• WORK TO BE COMPLETED
Rewrite the rows from the first line through the line with "column 126, row 170", with "instance" replaced by "object" and everything else unchanged. Leave the pictures out of your answer.

— Start —

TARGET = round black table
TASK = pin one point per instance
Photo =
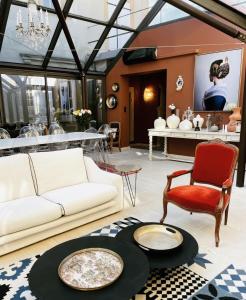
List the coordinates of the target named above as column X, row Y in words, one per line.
column 45, row 283
column 170, row 259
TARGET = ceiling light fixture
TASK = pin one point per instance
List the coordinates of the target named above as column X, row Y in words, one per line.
column 38, row 25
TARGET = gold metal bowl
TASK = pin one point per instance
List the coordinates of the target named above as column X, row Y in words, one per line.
column 91, row 269
column 157, row 237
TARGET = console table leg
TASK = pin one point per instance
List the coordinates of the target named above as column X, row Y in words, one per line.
column 165, row 146
column 150, row 147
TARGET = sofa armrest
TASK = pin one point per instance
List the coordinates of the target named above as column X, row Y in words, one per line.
column 95, row 174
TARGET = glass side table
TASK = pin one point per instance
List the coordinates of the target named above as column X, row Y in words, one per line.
column 126, row 170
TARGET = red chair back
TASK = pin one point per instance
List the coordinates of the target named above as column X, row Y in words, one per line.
column 214, row 162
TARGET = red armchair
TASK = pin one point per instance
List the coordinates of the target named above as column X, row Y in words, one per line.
column 214, row 165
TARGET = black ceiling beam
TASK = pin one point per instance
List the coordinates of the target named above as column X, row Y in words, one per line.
column 99, row 22
column 143, row 25
column 4, row 14
column 206, row 18
column 231, row 7
column 104, row 34
column 15, row 67
column 56, row 34
column 67, row 34
column 78, row 17
column 222, row 11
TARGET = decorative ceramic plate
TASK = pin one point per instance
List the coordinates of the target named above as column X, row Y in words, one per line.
column 90, row 269
column 157, row 237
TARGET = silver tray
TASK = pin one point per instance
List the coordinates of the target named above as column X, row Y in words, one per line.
column 90, row 269
column 157, row 237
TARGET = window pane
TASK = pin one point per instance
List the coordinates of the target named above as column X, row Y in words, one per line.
column 62, row 56
column 96, row 9
column 168, row 13
column 24, row 99
column 95, row 91
column 47, row 3
column 114, row 42
column 19, row 50
column 65, row 96
column 84, row 42
column 134, row 12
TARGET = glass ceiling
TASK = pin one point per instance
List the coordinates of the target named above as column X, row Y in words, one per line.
column 240, row 5
column 87, row 22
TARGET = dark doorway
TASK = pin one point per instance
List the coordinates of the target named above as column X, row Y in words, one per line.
column 147, row 96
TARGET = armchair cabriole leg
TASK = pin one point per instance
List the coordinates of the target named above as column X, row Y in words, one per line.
column 218, row 218
column 226, row 214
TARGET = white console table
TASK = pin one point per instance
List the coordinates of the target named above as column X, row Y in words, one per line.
column 191, row 134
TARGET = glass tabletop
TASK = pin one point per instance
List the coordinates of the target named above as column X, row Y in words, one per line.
column 128, row 168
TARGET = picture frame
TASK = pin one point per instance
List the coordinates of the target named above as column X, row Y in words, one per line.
column 111, row 101
column 217, row 79
column 115, row 87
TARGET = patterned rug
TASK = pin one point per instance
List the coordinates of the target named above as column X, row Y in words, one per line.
column 192, row 282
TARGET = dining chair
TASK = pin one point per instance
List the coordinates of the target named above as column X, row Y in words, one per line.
column 92, row 147
column 55, row 129
column 115, row 135
column 105, row 143
column 29, row 132
column 213, row 170
column 4, row 134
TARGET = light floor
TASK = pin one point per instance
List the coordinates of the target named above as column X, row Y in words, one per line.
column 150, row 184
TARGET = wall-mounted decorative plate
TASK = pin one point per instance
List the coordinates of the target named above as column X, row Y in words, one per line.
column 111, row 101
column 115, row 87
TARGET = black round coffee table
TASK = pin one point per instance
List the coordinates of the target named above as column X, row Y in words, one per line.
column 45, row 283
column 170, row 259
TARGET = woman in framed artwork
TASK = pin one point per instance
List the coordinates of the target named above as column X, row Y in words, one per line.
column 215, row 97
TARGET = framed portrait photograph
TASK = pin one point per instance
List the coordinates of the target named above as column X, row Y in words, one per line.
column 217, row 80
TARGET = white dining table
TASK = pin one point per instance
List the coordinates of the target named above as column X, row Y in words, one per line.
column 49, row 139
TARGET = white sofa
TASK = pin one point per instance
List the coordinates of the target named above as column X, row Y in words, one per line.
column 46, row 193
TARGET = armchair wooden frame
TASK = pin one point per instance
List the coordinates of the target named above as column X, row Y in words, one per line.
column 221, row 207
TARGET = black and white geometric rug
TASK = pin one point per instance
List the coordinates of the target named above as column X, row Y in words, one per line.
column 177, row 283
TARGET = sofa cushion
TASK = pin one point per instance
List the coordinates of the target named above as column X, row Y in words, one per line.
column 24, row 213
column 15, row 177
column 58, row 169
column 80, row 197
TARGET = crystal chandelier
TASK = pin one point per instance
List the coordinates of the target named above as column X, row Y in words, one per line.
column 37, row 28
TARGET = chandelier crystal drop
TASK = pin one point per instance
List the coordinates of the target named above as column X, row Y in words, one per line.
column 38, row 28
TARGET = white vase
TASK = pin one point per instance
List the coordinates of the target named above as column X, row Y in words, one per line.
column 185, row 125
column 159, row 123
column 173, row 121
column 198, row 120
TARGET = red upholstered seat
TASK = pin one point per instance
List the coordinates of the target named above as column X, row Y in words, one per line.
column 214, row 166
column 196, row 197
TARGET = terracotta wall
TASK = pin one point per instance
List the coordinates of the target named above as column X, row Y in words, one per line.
column 177, row 61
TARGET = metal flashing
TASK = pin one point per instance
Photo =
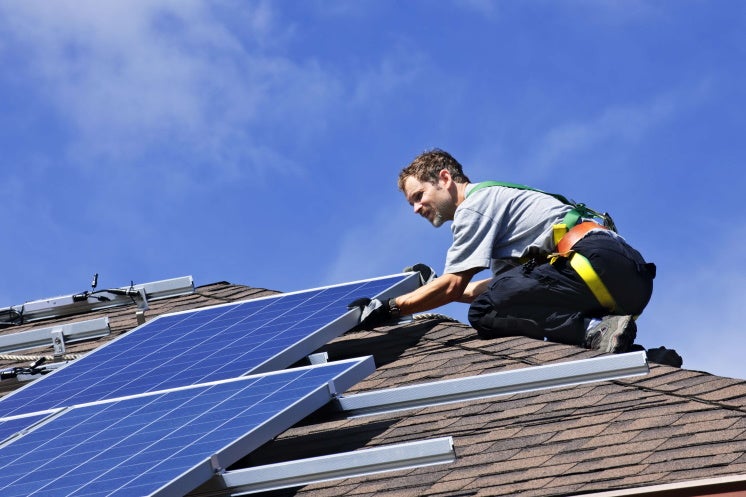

— End —

• ANSWER TO THE EXERCISE
TARGET = round black table
TASK = pin one point per object
Photo =
List the coordinates of the target named above as column X, row Y in words, one per line.
column 45, row 283
column 170, row 259
TARGET = ceiling light fixture
TASK = pin one point per object
List the coordinates of the target named above as column X, row Y in words, one per line.
column 38, row 25
TARGET = gold metal bowl
TASK = pin one point per object
List the coordinates of the target named above as column X, row Y in words, one per line.
column 91, row 269
column 157, row 237
TARGET = console table leg
TASK = pin one point per object
List the coordinates of the target named above as column X, row Y in words, one per line.
column 165, row 146
column 150, row 147
TARGET = sofa armrest
TASK = pin one point per object
List the coordinates of the target named above as column X, row Y in words, one per line.
column 95, row 174
TARGET = glass side table
TASK = pin one point per object
List the coordinates of the target named above as column X, row Y in words, one per line.
column 126, row 170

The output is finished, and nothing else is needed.